■ **DATA FOR THIS TASK**
--*--
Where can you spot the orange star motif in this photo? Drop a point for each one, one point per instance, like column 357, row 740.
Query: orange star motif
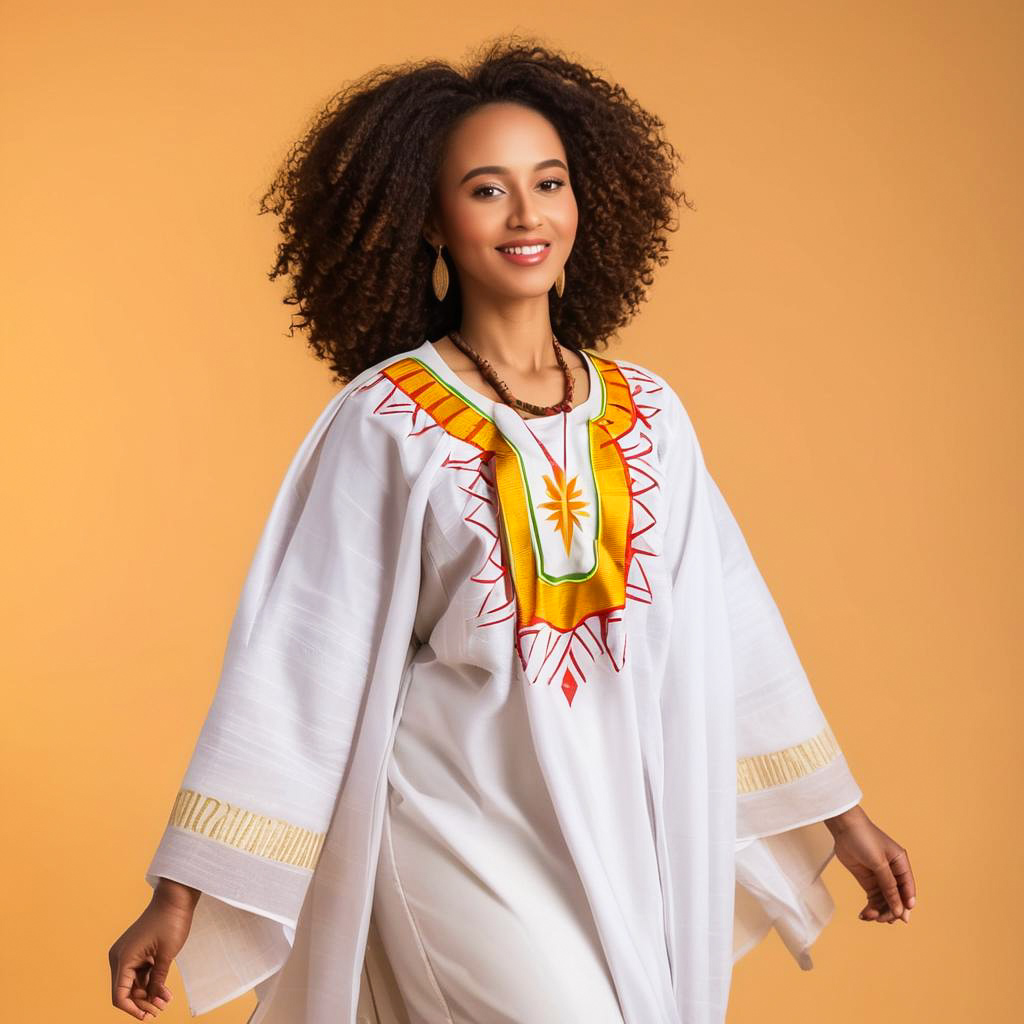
--*--
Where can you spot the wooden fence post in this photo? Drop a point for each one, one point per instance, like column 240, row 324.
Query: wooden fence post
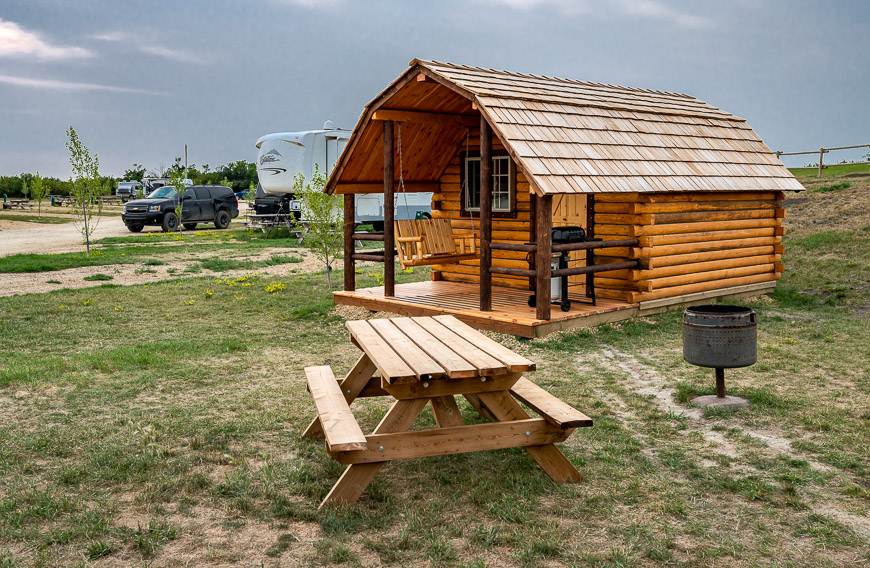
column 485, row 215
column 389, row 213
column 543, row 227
--*--
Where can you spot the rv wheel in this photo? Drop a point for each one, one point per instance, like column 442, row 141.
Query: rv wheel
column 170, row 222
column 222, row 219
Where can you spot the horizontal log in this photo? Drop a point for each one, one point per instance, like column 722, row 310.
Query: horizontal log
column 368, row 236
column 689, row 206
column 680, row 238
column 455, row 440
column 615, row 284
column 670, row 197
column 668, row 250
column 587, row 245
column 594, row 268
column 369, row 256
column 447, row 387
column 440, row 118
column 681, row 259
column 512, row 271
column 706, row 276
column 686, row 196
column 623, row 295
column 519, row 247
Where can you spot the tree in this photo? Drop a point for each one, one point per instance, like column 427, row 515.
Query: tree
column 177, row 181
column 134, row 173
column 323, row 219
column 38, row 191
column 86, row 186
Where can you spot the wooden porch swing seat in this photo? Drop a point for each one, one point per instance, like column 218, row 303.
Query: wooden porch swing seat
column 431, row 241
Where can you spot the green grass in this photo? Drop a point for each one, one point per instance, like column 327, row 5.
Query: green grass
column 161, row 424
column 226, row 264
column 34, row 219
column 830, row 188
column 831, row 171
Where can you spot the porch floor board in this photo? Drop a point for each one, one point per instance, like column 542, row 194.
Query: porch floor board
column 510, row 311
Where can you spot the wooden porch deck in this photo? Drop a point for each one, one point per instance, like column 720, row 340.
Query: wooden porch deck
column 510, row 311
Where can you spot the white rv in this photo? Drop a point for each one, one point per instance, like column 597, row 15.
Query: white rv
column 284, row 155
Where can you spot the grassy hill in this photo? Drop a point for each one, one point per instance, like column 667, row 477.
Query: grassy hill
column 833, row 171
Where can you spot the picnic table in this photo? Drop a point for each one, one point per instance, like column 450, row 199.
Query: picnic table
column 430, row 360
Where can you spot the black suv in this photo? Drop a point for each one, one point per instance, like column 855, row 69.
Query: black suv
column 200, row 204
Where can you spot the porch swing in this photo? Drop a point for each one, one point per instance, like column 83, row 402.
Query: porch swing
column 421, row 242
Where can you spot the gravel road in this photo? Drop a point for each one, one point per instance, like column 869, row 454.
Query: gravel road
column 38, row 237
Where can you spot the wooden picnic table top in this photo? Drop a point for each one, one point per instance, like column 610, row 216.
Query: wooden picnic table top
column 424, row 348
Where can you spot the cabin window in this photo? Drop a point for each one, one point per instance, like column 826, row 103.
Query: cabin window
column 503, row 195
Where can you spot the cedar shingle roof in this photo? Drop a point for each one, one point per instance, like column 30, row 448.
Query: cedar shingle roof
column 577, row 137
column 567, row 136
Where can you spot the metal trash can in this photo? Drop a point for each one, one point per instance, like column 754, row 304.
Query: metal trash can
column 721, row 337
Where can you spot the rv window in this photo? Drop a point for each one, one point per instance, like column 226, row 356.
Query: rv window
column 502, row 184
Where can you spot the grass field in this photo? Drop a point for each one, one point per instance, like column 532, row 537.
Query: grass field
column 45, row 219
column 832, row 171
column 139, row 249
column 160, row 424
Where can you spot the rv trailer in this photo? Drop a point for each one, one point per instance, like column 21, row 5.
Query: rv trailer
--*--
■ **TASK INSTRUCTIONS**
Set down everything from the line containing "Where can you spot the wooden picnic" down to the line containing "column 502, row 184", both included, reproducing each line exactly and adding nothing else.

■ **ANSWER BELOW**
Where can you spot the wooden picnic table top in this photo? Drop a point for each one, one point per instance, like column 610, row 216.
Query: wooden picnic table top
column 424, row 348
Where can you spot the cabin window in this photo? Drop a point for each one, one point per instance, like column 826, row 103.
Query: cabin window
column 503, row 195
Where can you spot the cedar shingle roof in this photo? Drop a point for each one, one point per instance, like column 30, row 448.
Query: cedar shingle roof
column 577, row 137
column 567, row 136
Where can you spot the metal trash can in this photo? Drop a point for each one, one point per instance, like column 754, row 304.
Query: metal trash can
column 721, row 337
Where can you spot the rv window in this photo? Drop a point for each one, one point per instance, like column 226, row 356.
Query: rv window
column 502, row 184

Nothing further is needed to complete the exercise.